* What the task requires *
Reproduce each of the following rows character for character, with no changes.

[Collected data rows]
◆ ◆ ◆ ◆ ◆ ◆ ◆
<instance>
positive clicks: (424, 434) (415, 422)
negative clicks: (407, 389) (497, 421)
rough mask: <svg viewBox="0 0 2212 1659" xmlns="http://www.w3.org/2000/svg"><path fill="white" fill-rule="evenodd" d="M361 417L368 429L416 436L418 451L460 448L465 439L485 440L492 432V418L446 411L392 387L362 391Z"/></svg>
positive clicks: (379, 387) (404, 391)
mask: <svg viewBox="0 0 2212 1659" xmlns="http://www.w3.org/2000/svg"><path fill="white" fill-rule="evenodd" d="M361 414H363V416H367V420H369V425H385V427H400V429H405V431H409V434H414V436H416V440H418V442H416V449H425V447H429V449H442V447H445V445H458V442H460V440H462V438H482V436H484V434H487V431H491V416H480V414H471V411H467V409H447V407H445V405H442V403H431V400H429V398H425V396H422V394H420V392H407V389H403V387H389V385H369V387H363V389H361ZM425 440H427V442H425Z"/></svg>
◆ ◆ ◆ ◆ ◆ ◆ ◆
* Solution to this problem *
<instance>
positive clicks: (424, 434) (415, 422)
negative clicks: (407, 389) (497, 421)
rough mask: <svg viewBox="0 0 2212 1659" xmlns="http://www.w3.org/2000/svg"><path fill="white" fill-rule="evenodd" d="M361 417L368 429L416 436L418 451L460 448L465 439L485 440L492 432V418L446 411L392 387L362 391Z"/></svg>
positive clicks: (379, 387) (404, 391)
mask: <svg viewBox="0 0 2212 1659" xmlns="http://www.w3.org/2000/svg"><path fill="white" fill-rule="evenodd" d="M361 414H363V416H367V420H369V425H385V427H400V429H405V431H409V434H414V436H416V440H418V442H416V449H425V447H429V449H442V447H445V445H458V442H460V440H462V438H482V436H484V434H487V431H491V416H480V414H471V411H467V409H447V407H445V405H442V403H431V400H429V398H425V396H422V394H420V392H407V389H403V387H389V385H369V387H363V389H361ZM425 440H427V442H425Z"/></svg>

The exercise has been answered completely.